▸ Exercise goal
Find the line with "Annotate the daisy" in the records below. Copy it and every line after it, up to and including the line with "Annotate the white knitted".

▸ Records for the task
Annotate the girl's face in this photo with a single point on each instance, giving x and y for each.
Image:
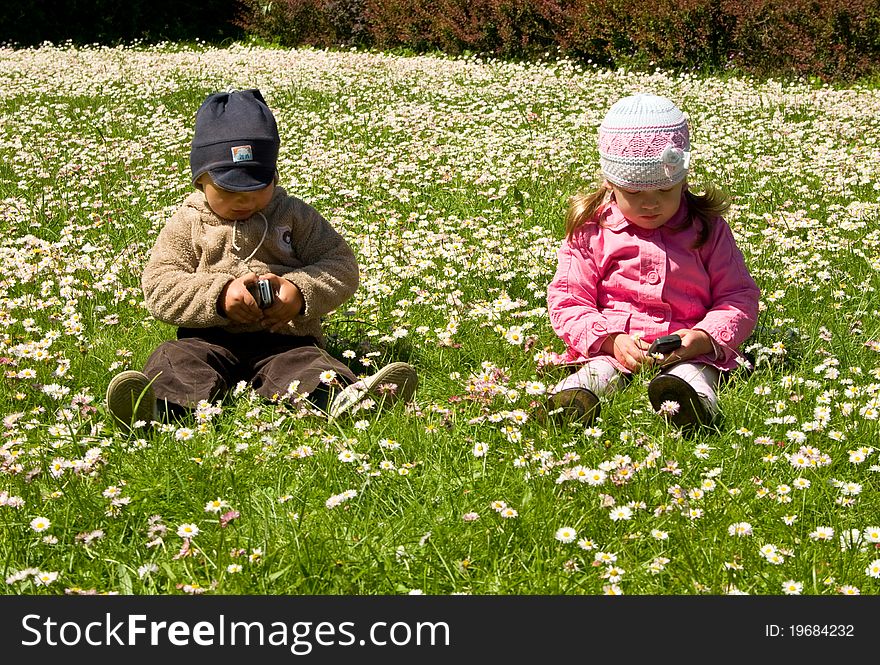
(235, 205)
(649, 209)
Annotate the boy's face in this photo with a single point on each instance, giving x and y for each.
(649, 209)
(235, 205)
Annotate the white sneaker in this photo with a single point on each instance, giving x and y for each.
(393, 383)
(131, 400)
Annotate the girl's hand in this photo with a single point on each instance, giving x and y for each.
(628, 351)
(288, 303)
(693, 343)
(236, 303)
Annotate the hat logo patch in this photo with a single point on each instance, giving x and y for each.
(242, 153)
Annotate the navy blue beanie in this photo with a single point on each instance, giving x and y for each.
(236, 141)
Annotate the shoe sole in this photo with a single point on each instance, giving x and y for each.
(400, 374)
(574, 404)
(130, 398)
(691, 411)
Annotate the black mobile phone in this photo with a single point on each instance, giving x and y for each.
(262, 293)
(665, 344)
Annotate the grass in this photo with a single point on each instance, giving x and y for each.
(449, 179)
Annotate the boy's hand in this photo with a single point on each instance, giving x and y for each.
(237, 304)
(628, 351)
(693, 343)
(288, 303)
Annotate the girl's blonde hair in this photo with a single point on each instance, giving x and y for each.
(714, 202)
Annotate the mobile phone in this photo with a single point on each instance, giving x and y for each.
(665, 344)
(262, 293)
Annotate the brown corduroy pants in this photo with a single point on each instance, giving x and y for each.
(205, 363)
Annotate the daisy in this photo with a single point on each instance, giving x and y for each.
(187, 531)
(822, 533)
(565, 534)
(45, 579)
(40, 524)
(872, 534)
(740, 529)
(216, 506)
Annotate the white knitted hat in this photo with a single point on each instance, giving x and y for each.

--

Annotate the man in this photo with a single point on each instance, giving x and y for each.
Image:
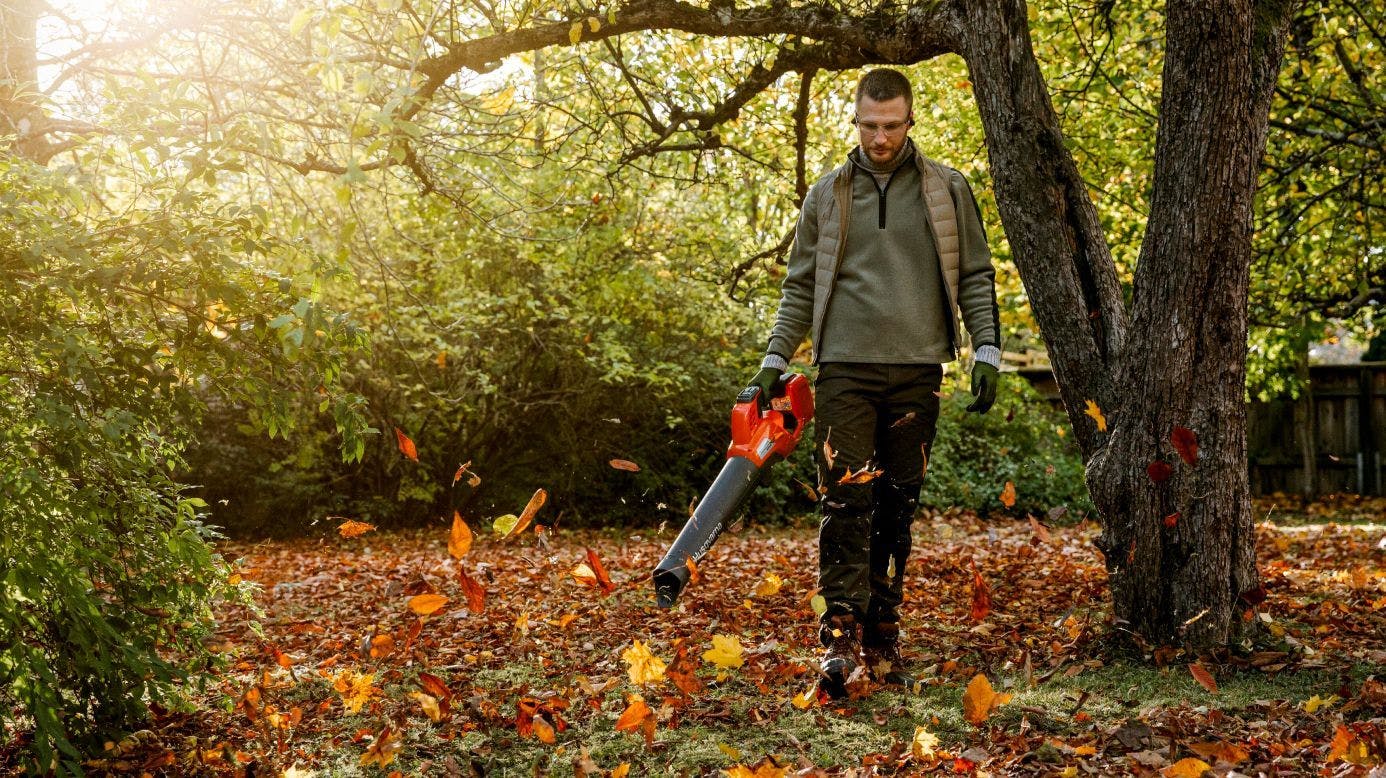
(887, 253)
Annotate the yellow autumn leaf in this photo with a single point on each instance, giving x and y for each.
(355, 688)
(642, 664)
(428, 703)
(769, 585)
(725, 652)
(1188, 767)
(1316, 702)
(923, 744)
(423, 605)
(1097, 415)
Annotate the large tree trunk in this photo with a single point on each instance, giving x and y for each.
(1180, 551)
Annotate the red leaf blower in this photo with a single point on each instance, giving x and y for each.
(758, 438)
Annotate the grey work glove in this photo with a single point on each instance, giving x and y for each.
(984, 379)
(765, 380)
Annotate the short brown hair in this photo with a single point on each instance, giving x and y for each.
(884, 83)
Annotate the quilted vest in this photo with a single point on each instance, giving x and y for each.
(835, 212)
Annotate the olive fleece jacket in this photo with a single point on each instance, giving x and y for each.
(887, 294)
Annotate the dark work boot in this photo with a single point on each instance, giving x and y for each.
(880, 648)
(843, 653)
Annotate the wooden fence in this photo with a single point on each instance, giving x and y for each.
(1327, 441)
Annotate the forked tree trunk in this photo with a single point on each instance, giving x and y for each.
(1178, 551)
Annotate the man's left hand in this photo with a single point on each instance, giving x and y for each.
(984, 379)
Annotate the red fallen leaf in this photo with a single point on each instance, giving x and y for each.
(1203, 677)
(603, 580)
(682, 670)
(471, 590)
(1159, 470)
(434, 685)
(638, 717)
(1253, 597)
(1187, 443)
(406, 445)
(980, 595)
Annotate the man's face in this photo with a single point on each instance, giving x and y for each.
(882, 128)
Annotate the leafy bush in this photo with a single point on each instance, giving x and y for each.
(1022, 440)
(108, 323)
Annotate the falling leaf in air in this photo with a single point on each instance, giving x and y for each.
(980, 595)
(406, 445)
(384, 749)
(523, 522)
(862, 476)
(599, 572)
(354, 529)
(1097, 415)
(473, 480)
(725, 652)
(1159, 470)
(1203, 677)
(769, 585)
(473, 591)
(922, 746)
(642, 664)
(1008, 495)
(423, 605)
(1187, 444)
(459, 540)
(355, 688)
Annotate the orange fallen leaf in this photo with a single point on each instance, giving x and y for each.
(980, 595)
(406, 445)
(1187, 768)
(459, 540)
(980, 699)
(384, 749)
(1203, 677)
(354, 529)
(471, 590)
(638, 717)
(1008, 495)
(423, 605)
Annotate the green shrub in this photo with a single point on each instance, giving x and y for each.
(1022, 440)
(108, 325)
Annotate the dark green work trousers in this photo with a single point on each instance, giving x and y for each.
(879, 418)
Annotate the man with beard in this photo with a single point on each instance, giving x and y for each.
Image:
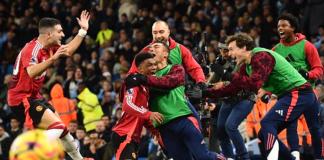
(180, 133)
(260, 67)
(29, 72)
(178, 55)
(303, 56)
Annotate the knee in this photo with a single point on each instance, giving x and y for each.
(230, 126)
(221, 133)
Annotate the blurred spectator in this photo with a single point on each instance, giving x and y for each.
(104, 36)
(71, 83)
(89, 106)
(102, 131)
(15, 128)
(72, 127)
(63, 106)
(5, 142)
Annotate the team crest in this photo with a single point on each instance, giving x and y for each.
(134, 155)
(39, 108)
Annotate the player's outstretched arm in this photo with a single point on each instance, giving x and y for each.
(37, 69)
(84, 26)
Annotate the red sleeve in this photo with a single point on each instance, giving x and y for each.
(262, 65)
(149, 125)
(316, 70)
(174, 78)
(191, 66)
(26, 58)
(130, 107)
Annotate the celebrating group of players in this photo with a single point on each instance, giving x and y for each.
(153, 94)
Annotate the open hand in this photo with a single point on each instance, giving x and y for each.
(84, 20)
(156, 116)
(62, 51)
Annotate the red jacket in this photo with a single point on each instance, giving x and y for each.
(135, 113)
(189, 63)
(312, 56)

▸ Exercise output
Annotate the daisy in this photo with a single point on each instance, giving x and y for each.
(187, 531)
(822, 533)
(565, 534)
(45, 579)
(40, 524)
(872, 534)
(740, 529)
(216, 506)
Annotate the white knitted hat in this photo with a single point on each instance, giving x and y for each.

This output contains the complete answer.